WHAT IS BEING ASKED
Every line of the material below is to be printed again exactly.

--- START ---

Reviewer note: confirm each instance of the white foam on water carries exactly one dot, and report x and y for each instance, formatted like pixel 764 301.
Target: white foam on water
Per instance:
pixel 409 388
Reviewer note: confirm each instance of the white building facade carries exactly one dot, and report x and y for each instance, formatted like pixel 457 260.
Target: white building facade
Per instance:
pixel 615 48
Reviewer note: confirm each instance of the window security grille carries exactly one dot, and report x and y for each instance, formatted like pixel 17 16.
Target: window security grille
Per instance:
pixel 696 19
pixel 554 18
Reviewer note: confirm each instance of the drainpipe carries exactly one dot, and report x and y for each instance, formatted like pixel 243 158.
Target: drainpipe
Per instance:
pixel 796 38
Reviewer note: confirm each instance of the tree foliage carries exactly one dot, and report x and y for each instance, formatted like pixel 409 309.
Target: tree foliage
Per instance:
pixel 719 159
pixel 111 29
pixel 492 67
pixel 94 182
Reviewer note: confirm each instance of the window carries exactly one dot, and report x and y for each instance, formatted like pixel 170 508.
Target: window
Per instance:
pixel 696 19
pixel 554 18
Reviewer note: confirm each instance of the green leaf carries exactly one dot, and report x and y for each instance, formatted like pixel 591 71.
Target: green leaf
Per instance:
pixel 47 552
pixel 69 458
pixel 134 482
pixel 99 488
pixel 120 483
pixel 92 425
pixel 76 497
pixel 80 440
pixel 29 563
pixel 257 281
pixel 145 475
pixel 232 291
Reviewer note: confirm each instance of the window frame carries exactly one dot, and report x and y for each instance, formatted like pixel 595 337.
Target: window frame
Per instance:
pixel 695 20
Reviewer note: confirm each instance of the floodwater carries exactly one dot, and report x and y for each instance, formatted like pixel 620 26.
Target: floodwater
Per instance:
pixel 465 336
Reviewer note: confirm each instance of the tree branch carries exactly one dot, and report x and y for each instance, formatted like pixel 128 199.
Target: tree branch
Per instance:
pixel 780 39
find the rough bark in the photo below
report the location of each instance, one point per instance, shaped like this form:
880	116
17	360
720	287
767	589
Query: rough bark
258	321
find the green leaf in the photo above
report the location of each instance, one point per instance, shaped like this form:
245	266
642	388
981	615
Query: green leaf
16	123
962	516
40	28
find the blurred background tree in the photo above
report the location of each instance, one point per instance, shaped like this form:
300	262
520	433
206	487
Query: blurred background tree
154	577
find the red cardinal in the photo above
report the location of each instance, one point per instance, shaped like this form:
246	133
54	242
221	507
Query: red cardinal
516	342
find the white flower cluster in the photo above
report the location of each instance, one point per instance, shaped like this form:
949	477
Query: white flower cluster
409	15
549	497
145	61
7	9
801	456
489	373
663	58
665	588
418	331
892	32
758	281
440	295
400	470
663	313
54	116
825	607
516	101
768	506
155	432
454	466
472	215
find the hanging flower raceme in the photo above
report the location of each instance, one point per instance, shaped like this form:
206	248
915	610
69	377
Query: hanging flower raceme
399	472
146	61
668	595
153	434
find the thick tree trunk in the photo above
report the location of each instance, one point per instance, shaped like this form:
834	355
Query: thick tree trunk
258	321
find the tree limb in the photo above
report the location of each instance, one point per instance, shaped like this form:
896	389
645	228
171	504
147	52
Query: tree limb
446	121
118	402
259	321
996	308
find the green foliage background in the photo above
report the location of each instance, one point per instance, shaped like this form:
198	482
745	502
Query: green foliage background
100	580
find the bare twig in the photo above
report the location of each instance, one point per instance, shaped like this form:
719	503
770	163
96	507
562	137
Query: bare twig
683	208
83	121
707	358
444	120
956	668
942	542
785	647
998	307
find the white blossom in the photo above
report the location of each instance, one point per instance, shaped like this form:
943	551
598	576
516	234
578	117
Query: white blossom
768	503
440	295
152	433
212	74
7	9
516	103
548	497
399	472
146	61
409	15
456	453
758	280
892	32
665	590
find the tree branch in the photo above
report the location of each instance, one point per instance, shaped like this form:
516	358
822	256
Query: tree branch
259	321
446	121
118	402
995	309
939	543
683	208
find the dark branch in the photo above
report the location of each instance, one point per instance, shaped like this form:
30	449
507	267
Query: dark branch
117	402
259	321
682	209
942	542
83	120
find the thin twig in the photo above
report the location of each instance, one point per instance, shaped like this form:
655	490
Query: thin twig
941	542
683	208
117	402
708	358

--- END ---

ANSWER AREA
Reviewer note: confirm each instance of the white foam on water carries exactly one dot, and report x and y for each instance, formatted like pixel 764 301.
Target: white foam on water
Per instance:
pixel 409 388
Reviewer note: confirm each instance of the white building facade carries exactly one dot, and report x and y for each instance, formatted like pixel 457 260.
Target: white building facade
Per instance:
pixel 615 48
Reviewer note: confirm each instance of the window security grille carries exactly one dot, and report x and y for each instance, formatted like pixel 17 16.
Target: window security grille
Per instance:
pixel 696 19
pixel 554 18
Reviewer note: confirm each instance of the drainpipe carries exactly one dot, and report x and y for each instance, formatted like pixel 243 158.
Target: drainpipe
Per instance:
pixel 796 38
Reviewer note: confirm each instance of the tree foliage carries exactly one dot, and report x and y for each instance, formatted like pixel 409 309.
Target: tree foliage
Per instance:
pixel 719 159
pixel 111 29
pixel 492 67
pixel 94 182
Reviewer note: confirm each instance of the window carries exactly one dot, and report x and y for each instance, formatted like pixel 170 508.
Target: window
Per instance:
pixel 696 19
pixel 554 18
Reviewer note: confirm each instance of the green leaf carries exactly one dot, and report x and y for each instance, formatted like pixel 591 71.
Target: green leaf
Per instance:
pixel 47 552
pixel 69 458
pixel 134 482
pixel 99 488
pixel 120 483
pixel 92 425
pixel 76 497
pixel 80 440
pixel 29 563
pixel 257 281
pixel 145 475
pixel 232 291
Reviewer note: confirm each instance of the window frame carries exactly one dot, and report x and y for each instance, formatted like pixel 595 337.
Target: window frame
Per instance:
pixel 695 20
Reviewer note: confirm each instance of the floodwater carries exactly one dot, and report x and y for each instance, formatted like pixel 620 26.
Target: floodwater
Per instance:
pixel 465 336
Reviewer note: confirm each instance of the tree branch carries exactly one dot, and report x and y for each instance, formatted like pixel 128 199.
Target: tree branch
Per instance:
pixel 780 39
find the rough bark in the photo below
report the location of each instance, one point per instance, shaped like this form:
880	116
17	360
720	287
767	589
Query: rough bark
258	321
find the green leaf in the photo above
report the location of each instance, one point per instance, shaped like this form:
245	266
642	388
981	615
Query: green leaf
16	123
962	516
40	28
find the blurred background tree in the photo above
report the location of each instance, one point per instance, shaped like this form:
300	262
520	433
206	487
Query: blurred background tree
154	577
find the red cardinal in the photo above
report the location of each instance, one point per instance, shaped like this form:
246	133
54	242
221	507
Query: red cardinal
516	342
find the white flower cluster in the photo above
report the location of each instance, one point per instance, shaped like this form:
949	477
Query: white flower cluster
409	15
549	497
145	61
7	9
801	456
489	373
663	58
665	588
418	331
892	32
758	281
440	295
400	470
663	313
54	116
825	607
516	101
768	506
155	432
454	466
472	215
find the hanging flower raceme in the photo above
report the location of each instance, one point per instance, shaped like this form:
206	248
915	610
69	377
Query: hanging flower raceme
399	472
146	61
668	595
153	434
find the thick tree trunk in the photo above
report the location of each instance, one point per instance, shaped like this form:
834	355
Query: thick tree trunk
258	321
find the tree limb in the photo above
report the location of each instance, one point per instance, shaped like this form:
896	389
645	228
171	504
147	52
Query: tree limb
446	121
118	402
259	321
996	308
find the green foliage background in the photo above
report the location of each instance, one point per instance, shaped like this form:
198	482
745	502
Query: green foliage background
100	580
find the bare twig in the photo above
report the location of each instance, one point per instance, shaped like this form:
719	503
770	163
96	507
562	137
Query: bare twig
683	208
83	121
707	358
444	120
956	668
942	542
785	647
998	307
find the white blossom in the photo above
report the location of each instance, one point per instance, shaped like this form:
943	551
598	576
516	234
578	117
Query: white blossom
768	503
440	295
152	433
212	74
7	9
516	103
548	497
399	472
146	61
409	15
456	453
758	280
892	32
665	590
find the tree branch in the photo above
report the location of each instance, one point per instance, shaped like this form:
516	358
822	256
Query: tree branch
259	321
446	121
118	402
995	309
939	543
683	208
find the dark branch in the photo above
report the location of each instance, one point per instance, shaped like this form:
30	449
507	267
Query: dark branch
117	402
259	321
682	209
942	542
83	120
find the thin twig in the photo above
report the location of each instance, one point per instance, shaped like this form:
655	490
Query: thin twig
941	542
683	208
117	402
708	358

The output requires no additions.